» Extracted text:
※

James C. Murray: Good photos but some prop blur would lend some idea of motion to the Herc and the smaller prop aircraft.
A really fine photograph that is dynamic both in its composition and point of view. I find myself waiting for the planes to fly overhead. That make a winner.
The simple answer is NO!
I became a Pro user of Aperture when it was first released. I have used it ever since. I do not like LR or other software.
Photos is a nice amateur product for making minor adjustments and feeding images to different applications. I could use it, if it allowed me to edit in Aperture and store in Photos. It does not.
I do not need Aperture to be improved. I just need it to not become obsolete because of OS changes.
Under UK and US copyright law some amount of originality must be contributed to own a copyright in a work. The photographer in this case did not make an original contribution because he had no input into making the photo. The monkey took the photo with no direction or creative assistance from the photographer. I don't see how the photographer has a copyright interest in the photo. A copyright owner does not have to trip the shutter to own copyright in a photo. If I set up a photo, control the lighting, angle, etc and I get a person to just push the shutter button, I own the copyright. In this case noting close to that happened.

※

» Stated exercise 1: Output the comments word for word, from start to finish.
The comments and the records come from unrelated sources.

※

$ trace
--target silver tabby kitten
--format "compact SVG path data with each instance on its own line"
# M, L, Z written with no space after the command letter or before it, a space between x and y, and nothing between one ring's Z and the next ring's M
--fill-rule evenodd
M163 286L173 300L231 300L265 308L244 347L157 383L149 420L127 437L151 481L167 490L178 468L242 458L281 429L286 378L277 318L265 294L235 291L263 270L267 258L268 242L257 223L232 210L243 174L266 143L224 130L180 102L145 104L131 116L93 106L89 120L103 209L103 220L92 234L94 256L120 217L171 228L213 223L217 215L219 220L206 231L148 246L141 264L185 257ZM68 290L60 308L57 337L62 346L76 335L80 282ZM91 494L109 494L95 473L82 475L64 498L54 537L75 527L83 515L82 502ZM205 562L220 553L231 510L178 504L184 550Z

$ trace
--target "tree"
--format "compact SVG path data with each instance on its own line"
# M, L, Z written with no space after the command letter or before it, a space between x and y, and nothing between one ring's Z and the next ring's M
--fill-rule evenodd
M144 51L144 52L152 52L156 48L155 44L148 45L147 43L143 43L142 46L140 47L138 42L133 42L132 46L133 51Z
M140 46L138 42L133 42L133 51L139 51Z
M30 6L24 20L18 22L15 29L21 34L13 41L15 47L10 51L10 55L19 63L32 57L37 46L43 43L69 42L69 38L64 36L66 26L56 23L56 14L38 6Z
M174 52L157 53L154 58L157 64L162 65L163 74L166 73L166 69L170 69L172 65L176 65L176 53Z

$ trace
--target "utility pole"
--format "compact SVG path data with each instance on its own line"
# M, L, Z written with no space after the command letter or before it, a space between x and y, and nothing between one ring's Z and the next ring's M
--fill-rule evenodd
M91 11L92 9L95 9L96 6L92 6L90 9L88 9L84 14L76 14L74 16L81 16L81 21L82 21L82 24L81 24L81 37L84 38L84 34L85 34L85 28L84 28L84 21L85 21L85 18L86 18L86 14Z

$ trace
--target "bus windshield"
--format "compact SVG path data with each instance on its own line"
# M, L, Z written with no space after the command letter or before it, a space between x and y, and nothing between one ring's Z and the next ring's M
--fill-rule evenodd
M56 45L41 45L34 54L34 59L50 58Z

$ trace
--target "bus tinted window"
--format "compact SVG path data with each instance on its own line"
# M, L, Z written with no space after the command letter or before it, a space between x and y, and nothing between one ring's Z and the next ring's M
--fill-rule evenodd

※

» Stated exercise 2: Edit the records from their first line through the line containing "M163 286L173 300L231", changing "silver" to "gray" and leaving everything else as is. Return only those lines.

» Task output 1:
James C. Murray: Good photos but some prop blur would lend some idea of motion to the Herc and the smaller prop aircraft.
A really fine photograph that is dynamic both in its composition and point of view. I find myself waiting for the planes to fly overhead. That make a winner.
The simple answer is NO!
I became a Pro user of Aperture when it was first released. I have used it ever since. I do not like LR or other software.
Photos is a nice amateur product for making minor adjustments and feeding images to different applications. I could use it, if it allowed me to edit in Aperture and store in Photos. It does not.
I do not need Aperture to be improved. I just need it to not become obsolete because of OS changes.
Under UK and US copyright law some amount of originality must be contributed to own a copyright in a work. The photographer in this case did not make an original contribution because he had no input into making the photo. The monkey took the photo with no direction or creative assistance from the photographer. I don't see how the photographer has a copyright interest in the photo. A copyright owner does not have to trip the shutter to own copyright in a photo. If I set up a photo, control the lighting, angle, etc and I get a person to just push the shutter button, I own the copyright. In this case noting close to that happened.

» Task output 2:
$ trace
--target gray tabby kitten
--format "compact SVG path data with each instance on its own line"
# M, L, Z written with no space after the command letter or before it, a space between x and y, and nothing between one ring's Z and the next ring's M
--fill-rule evenodd
M163 286L173 300L231 300L265 308L244 347L157 383L149 420L127 437L151 481L167 490L178 468L242 458L281 429L286 378L277 318L265 294L235 291L263 270L267 258L268 242L257 223L232 210L243 174L266 143L224 130L180 102L145 104L131 116L93 106L89 120L103 209L103 220L92 234L94 256L120 217L171 228L213 223L217 215L219 220L206 231L148 246L141 264L185 257ZM68 290L60 308L57 337L62 346L76 335L80 282ZM91 494L109 494L95 473L82 475L64 498L54 537L75 527L83 515L82 502ZM205 562L220 553L231 510L178 504L184 550Z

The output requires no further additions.